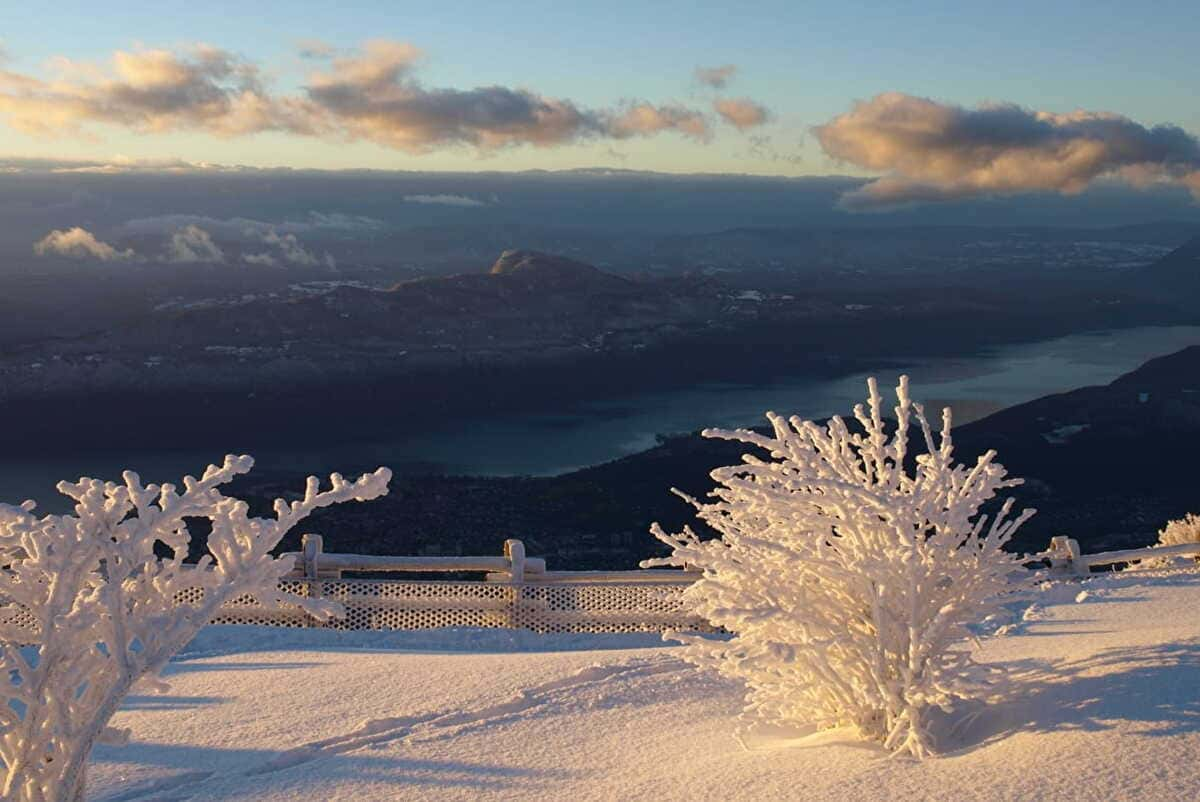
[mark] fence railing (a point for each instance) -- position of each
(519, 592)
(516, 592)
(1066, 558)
--
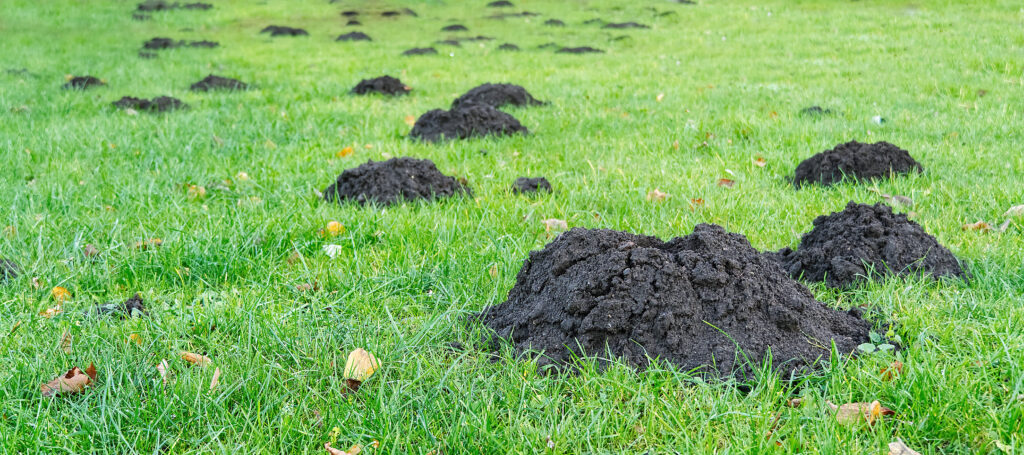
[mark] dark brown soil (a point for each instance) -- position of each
--
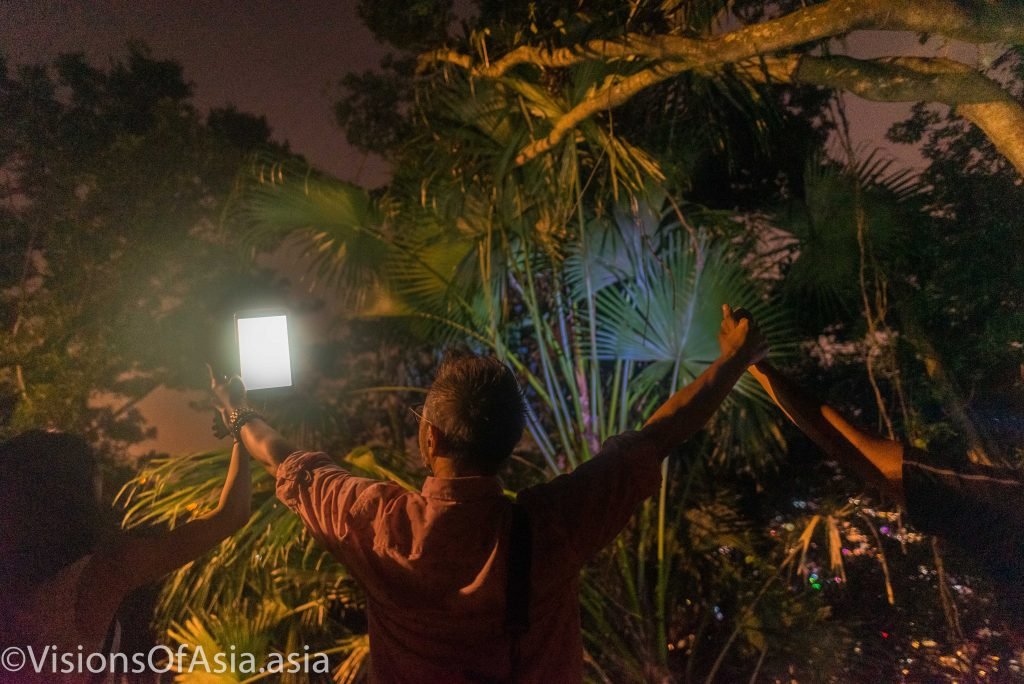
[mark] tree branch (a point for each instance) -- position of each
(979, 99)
--
Exercise goal:
Retype the part that opens with the line containing "[mark] fence railing" and closes with the line containing "(1066, 558)", both of those lines included.

Response to this task:
[mark] fence railing (a point for each instance) -- position of each
(519, 592)
(516, 592)
(1066, 558)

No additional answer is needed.